→ **Brief**:
Restate all the data word for word and omit the pictures.

→ **Information**:
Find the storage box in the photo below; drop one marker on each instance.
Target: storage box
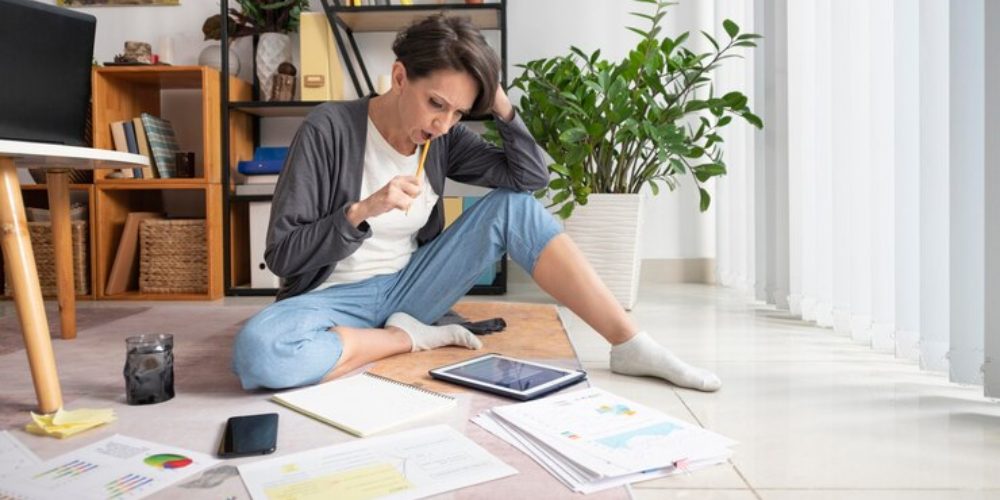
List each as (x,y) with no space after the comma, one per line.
(45,260)
(173,256)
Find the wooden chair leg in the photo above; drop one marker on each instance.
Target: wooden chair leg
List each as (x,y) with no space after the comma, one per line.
(27,294)
(62,245)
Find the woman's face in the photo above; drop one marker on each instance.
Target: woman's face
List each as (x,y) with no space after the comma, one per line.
(430,106)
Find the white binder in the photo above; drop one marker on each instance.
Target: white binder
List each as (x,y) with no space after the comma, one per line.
(260,275)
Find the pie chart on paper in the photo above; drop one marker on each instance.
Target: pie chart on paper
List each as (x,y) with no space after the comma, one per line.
(168,461)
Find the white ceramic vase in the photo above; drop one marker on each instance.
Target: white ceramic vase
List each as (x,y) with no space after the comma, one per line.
(272,50)
(608,229)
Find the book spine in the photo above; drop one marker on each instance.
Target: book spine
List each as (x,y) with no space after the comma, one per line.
(408,386)
(133,145)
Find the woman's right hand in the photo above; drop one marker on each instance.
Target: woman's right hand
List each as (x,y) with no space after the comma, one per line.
(397,194)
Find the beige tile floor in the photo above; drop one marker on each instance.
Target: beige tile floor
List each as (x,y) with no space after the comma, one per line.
(819,417)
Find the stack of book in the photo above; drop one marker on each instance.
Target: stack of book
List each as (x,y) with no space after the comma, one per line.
(592,440)
(152,137)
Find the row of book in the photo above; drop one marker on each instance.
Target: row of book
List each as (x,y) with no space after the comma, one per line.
(152,137)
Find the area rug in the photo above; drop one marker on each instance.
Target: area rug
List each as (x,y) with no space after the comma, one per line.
(90,369)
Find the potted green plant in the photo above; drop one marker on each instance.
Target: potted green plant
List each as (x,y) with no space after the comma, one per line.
(272,20)
(613,128)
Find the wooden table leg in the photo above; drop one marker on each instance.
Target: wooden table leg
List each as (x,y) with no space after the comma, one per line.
(16,245)
(57,182)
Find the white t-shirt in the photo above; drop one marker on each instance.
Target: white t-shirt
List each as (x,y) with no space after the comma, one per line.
(394,233)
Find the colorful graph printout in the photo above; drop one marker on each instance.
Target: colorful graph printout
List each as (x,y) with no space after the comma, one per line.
(126,484)
(168,461)
(115,468)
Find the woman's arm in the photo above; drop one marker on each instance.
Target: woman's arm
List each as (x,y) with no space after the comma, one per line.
(519,165)
(307,231)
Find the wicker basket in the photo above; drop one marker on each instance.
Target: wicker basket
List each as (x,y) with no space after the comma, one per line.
(173,256)
(45,261)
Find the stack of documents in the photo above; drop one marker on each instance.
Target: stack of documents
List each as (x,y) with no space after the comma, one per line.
(66,423)
(592,440)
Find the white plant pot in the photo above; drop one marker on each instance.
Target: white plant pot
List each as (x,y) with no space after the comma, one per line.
(608,229)
(272,50)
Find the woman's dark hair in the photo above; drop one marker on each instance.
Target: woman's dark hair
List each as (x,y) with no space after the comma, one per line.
(440,42)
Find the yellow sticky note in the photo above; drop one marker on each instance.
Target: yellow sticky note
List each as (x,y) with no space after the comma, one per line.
(65,423)
(82,416)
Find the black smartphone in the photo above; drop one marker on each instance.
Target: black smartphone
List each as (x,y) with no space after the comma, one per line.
(250,435)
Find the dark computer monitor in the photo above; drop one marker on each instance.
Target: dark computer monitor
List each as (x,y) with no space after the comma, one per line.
(45,60)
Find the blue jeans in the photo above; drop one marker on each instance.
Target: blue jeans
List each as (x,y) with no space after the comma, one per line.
(290,343)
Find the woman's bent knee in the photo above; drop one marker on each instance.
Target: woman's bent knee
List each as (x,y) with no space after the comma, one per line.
(281,353)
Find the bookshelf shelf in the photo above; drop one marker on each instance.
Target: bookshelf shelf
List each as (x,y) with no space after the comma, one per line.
(123,93)
(393,18)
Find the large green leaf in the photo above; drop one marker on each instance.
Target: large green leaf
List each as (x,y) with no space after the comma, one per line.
(617,125)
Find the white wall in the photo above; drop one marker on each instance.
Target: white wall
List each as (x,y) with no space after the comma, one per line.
(675,228)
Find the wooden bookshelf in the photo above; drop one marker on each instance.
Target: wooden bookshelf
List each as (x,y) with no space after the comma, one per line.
(125,92)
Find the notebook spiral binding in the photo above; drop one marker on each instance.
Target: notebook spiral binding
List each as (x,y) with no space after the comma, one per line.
(404,384)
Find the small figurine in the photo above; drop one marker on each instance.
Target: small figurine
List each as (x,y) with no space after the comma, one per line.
(140,52)
(283,83)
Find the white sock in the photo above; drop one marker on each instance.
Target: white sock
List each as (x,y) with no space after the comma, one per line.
(644,356)
(426,337)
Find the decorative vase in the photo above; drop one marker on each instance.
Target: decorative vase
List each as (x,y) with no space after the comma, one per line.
(607,230)
(211,56)
(272,50)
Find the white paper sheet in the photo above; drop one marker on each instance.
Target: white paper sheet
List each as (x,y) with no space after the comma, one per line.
(593,440)
(611,435)
(116,468)
(403,466)
(14,455)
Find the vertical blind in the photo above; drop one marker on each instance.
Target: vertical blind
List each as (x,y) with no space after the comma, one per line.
(862,204)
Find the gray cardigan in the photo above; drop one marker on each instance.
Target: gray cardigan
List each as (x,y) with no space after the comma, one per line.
(309,232)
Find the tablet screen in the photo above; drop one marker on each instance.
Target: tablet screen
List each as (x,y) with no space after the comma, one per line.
(506,373)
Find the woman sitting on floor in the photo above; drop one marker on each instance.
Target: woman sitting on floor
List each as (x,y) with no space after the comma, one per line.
(356,235)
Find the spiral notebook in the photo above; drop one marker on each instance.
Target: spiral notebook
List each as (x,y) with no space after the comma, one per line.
(365,404)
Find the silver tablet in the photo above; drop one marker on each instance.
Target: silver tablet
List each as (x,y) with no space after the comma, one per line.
(508,377)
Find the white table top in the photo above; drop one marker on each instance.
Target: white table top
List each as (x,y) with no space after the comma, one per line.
(54,156)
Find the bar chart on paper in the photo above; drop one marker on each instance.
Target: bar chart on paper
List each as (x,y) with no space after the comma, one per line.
(115,468)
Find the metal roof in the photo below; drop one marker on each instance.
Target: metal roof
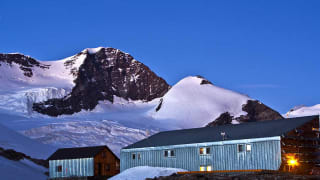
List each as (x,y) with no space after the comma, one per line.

→ **Solution for this task**:
Find the storage box in the photo below; drop one marker on each instance.
Target: storage box
List each as (x,y) with no space after the comma, one per line.
(45,260)
(173,256)
Find the wooden chair leg in the photo above; drop one marker on each instance.
Target: wooden chair leg
List each as (x,y) with no space after the comma, one per line.
(27,294)
(62,245)
Find the woman's face in the photo above; drop one marker on each instance.
Target: woman's face
List each as (x,y) with no space after the comma, one per line.
(430,106)
Find the white binder in the photo above; drop one marker on each instance.
Target: white binder
List each as (x,y) with no space after the comma, one per line.
(260,275)
Find the pie chart on paper in the photo above; drop one marker on each instance.
Target: pie chart on paper
List each as (x,y) with no space after the comma, one per line.
(168,461)
Find the white ceramic vase in the photo above; drop one marker on each instance.
Target: white ceramic vase
List each as (x,y) with no space after the comma, one per line.
(272,50)
(608,229)
Find the book spine in the photo above; drop one marker on each instance.
Target: book spine
List each as (x,y) with no space after the comma, one per line.
(408,386)
(133,145)
Find the woman's right hand in the photo above; drop one marker on each instance.
Target: woman's right hand
List each as (x,y) with no space after the comma, one per line.
(397,194)
Find the beige tile floor in the photo above; drop one marker on each instance.
Target: beige tile floor
List each as (x,y) with no space after the comma, one per line.
(819,417)
Find the stack of book in the photo above; drop one marker on each instance.
Target: stack of book
List each as (x,y) with no space after the comma, one per line.
(592,440)
(152,137)
Find the row of book in the photo above; drop one marker on each instance.
Target: row of book
List each as (x,y) with no space after the comma, one per line.
(152,137)
Find the area rug in the photo above; drop one marker on each instance.
Target: area rug
List each as (x,y) with no space after the comma, one per line.
(90,369)
Find the potted green plant in the photo above; drop one marker on each instance.
Target: potted green plant
List each as (x,y) with no space after the comma, one per line.
(272,20)
(613,128)
Find the wooden table leg in the photo above; drop one marker on each instance.
Target: wooden table leg
List each as (x,y) with no space after the comma, one per line.
(16,245)
(57,182)
Find the white t-shirt in the photo above; drop one marker on each instance.
Target: white t-shirt
List each as (x,y) with no space after the comma, one per line.
(394,233)
Find the colorful graph printout in the photo above; drop one marker on each instance.
Target: colorful graph printout
List each as (x,y) with no space after the comma, one per line.
(126,484)
(168,461)
(115,468)
Find the woman's arm in the photo above; drop one marker on each instance.
Target: woman's arm
List each as (x,y) with no space after the comma, one per line.
(519,165)
(307,231)
Find the wicker basket in the photo above; drop one marker on each instance.
Target: wicker basket
List each as (x,y) with no space after the comma, one per line.
(173,256)
(45,261)
Find the stack of documents in the photo above; drop one marker on each instance.
Target: stack of documents
List each as (x,y) with no space after the comma, one per line.
(66,423)
(592,440)
Find the white plant pot in the photo above; drop one marker on each instance.
Target: white plant pot
List each as (x,y) with no space after the comma, one per line.
(608,229)
(272,50)
Find the woman's dark hair in the photo above; drop one marker on each instance.
Target: woman's dark hair
List each as (x,y) with no space after the comma, one per line.
(440,42)
Find the yellow sticky note in the photo above; drop one marker on each instance.
Target: yellow sticky note
List each as (x,y) with no space after the comma, one per line.
(65,423)
(82,416)
Find the black smartphone in the photo above; drop one marker on each instance.
Target: black smartphone
List each as (x,y) with no space after the comma, one per line.
(250,435)
Find the dark computer monitor in the photo above; drop one marker on each instance.
Target: dark computer monitor
List each as (x,y) with no space after the comma, one per line.
(45,60)
Find the blue jeans in the photo above; drop one marker on each instance.
Target: blue jeans
List each as (x,y) with no space after the comma, one per line.
(290,343)
Find the woman's bent knee in the photo above; drop one marker on each instance.
Target: woman's bent knee
List each as (x,y) with no space after the comma, one per line.
(281,353)
Find the bookshelf shelf in the photo above; drop one marker on each instance.
Target: bookshelf shelf
List each as (x,y) with no space after the comma, one per line.
(123,93)
(393,18)
Find the large green leaf in the photo above; drop one marker on each instance.
Target: large green leaf
List each as (x,y) with no space after the comma, one per line.
(617,125)
Find the white wall in the photo above; drop one marker on each instance.
Target: white wall
List each as (x,y) with no space after the comma, one per line.
(675,228)
Find the wooden bookshelf in the photo above; drop one marker on each instance.
Target: wooden bookshelf
List each as (x,y) with no space after the comma, one per line.
(125,92)
Find the notebook spiral binding in the photo above; drop one marker on each instance.
Target: notebook spiral binding
List each as (x,y) with no space after the comma, one per line.
(404,384)
Find the small figurine in the photo above; drop one marker on each instance.
Target: small figurine
List each as (x,y) with no space after the comma, one per line.
(140,52)
(283,83)
Find the white sock in the photo above; drop one marker on each instance.
Target: white sock
List each as (x,y) with no space after the comma, one per line.
(644,356)
(426,337)
Find the decorative vase in the photo above; drop one marker on each instance.
Target: decorative vase
List each as (x,y) with no space after the comma, one per line.
(607,230)
(211,56)
(272,50)
Find the white paper sheet in the photo above; drop one marker on each instance.
Target: white paper sheet
List each as (x,y) with no space after the comma, one per line.
(593,440)
(611,435)
(116,468)
(403,466)
(14,455)
Find the vertical blind in the photo above; drop one marker on each instance.
Target: vertical blind
List each as (x,y) with no space after the comma, one per line.
(862,204)
Find the gray cardigan in the photo above; drop one marker on each instance.
Target: gray cardigan
List each as (x,y) with no space after the comma, one per line.
(309,232)
Find the tablet screen in the photo above; drop one marker on each instance.
Target: tablet screen
List each as (x,y) with no space after the comma, one per line.
(506,373)
Find the woman sitting on floor in the photo above; drop one marker on each instance.
Target: woman sitting on floor
List each as (x,y) with no space after the comma, one per line.
(356,235)
Find the spiral notebook in the photo above; drop one marker on each instance.
Target: spiral notebook
List each as (x,y) with no space after the comma, one per line.
(365,404)
Find the silver tablet in the photo above; drop one marker on each instance.
Target: silver tablet
List each as (x,y) with no space after the comma, one per line.
(508,377)
Find the white table top in the photo above; drop one marker on each instance.
Target: white table top
List each as (x,y) with no space after the comma, one per line.
(54,156)
Find the bar chart on paper in the photo above; drop one marker on each instance.
Target: bar chart on paper
List each as (x,y) with no space after the comma, one per line.
(115,468)
Find the metal roof in the photo below; drop one marker on each instance.
Target: metal roof
List each as (x,y) with no space after the comma, one per line.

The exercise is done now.